→ What you should do:
Copy out every line of the records below verbatim, changing nothing.

→ Records supplied:
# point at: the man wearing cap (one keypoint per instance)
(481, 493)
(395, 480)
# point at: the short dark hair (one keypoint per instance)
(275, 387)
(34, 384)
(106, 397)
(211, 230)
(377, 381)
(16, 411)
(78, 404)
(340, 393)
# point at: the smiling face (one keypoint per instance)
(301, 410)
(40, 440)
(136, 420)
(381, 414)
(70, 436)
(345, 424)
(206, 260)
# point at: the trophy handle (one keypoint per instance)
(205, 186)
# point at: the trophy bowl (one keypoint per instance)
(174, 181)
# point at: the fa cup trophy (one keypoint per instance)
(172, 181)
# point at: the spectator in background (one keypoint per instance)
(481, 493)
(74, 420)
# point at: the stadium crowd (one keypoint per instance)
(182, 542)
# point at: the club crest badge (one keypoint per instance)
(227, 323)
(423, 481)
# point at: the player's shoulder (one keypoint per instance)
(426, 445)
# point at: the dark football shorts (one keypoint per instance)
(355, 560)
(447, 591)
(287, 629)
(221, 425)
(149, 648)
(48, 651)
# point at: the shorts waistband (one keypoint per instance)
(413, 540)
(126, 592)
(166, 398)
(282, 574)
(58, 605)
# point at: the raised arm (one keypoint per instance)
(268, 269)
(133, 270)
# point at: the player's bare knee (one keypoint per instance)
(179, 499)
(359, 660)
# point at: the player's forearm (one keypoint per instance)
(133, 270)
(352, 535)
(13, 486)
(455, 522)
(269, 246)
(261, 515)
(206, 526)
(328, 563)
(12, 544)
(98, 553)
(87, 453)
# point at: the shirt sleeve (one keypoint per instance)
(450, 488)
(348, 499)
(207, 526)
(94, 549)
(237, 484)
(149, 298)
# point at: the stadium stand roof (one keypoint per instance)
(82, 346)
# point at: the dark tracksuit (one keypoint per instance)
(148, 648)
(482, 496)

→ Reply:
# point at: the man wearing cap (one keypoint per instance)
(481, 493)
(395, 480)
# point at: the short dark hair (one keypoint per instance)
(275, 387)
(34, 384)
(106, 397)
(211, 230)
(377, 381)
(16, 411)
(78, 404)
(340, 393)
# point at: the smiling face (one keypoint per instance)
(301, 410)
(40, 440)
(136, 420)
(381, 414)
(70, 436)
(345, 424)
(206, 260)
# point at: the trophy handle (one keypoint per instance)
(205, 186)
# point at: the trophy bowl (one keypoint per instance)
(174, 181)
# point at: the fa cup trophy (one keypoint per instance)
(172, 181)
# point at: the spectator in background (one keypoint per instance)
(481, 493)
(74, 420)
# point at: the stadium crowd (one keypoint per instance)
(182, 542)
# point at: the club crest badge (one keypoint per instance)
(227, 323)
(423, 481)
# point at: the player's shoulder (one keypoint per instance)
(426, 445)
# point at: the dark football shorts (one keypoint per instance)
(355, 560)
(447, 591)
(287, 629)
(221, 425)
(149, 648)
(48, 651)
# point at: the shorts waistband (one keypoint per instance)
(413, 540)
(126, 592)
(166, 398)
(282, 574)
(58, 605)
# point at: the raised arm (one keypoint per instance)
(268, 269)
(133, 270)
# point at: the player's bare knee (one keypoint per instance)
(179, 499)
(359, 660)
# point at: the player's forearm (one keypoint per instance)
(133, 270)
(352, 535)
(13, 486)
(455, 522)
(269, 246)
(261, 515)
(206, 526)
(328, 563)
(12, 544)
(98, 553)
(87, 453)
# point at: the shirt sleeve (one keypoint per instance)
(450, 488)
(348, 499)
(207, 526)
(94, 549)
(237, 484)
(149, 298)
# point at: the stadium stand roof (one keypoint per instance)
(82, 346)
# point at: the dark tracksuit (one keypoint per instance)
(148, 648)
(482, 496)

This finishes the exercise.